─── Records for processing

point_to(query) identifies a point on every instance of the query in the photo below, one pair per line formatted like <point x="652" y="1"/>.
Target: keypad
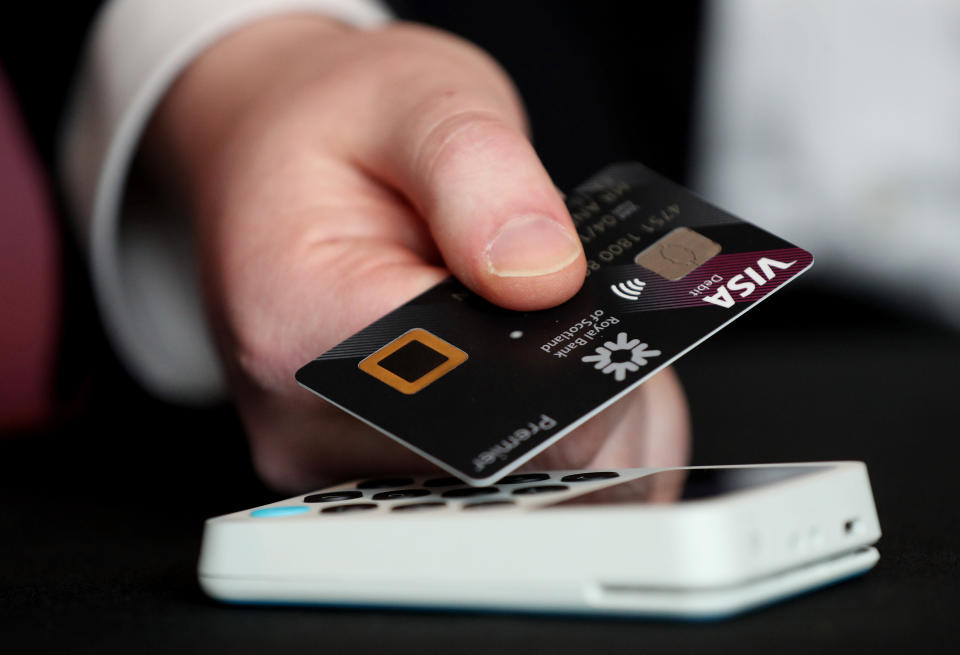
<point x="524" y="478"/>
<point x="470" y="492"/>
<point x="590" y="476"/>
<point x="385" y="483"/>
<point x="332" y="496"/>
<point x="486" y="504"/>
<point x="540" y="489"/>
<point x="343" y="509"/>
<point x="416" y="507"/>
<point x="448" y="481"/>
<point x="389" y="493"/>
<point x="399" y="494"/>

──────

*Goal of the exercise*: Reproduce all of the rows above verbatim, omitting the pictures.

*Task response*:
point_to(query) identifies a point on every instance of the query in the photo below, one pair per line formatted like <point x="652" y="1"/>.
Target: keypad
<point x="524" y="478"/>
<point x="470" y="492"/>
<point x="590" y="476"/>
<point x="385" y="483"/>
<point x="332" y="496"/>
<point x="486" y="504"/>
<point x="540" y="489"/>
<point x="343" y="509"/>
<point x="416" y="507"/>
<point x="448" y="481"/>
<point x="389" y="493"/>
<point x="399" y="494"/>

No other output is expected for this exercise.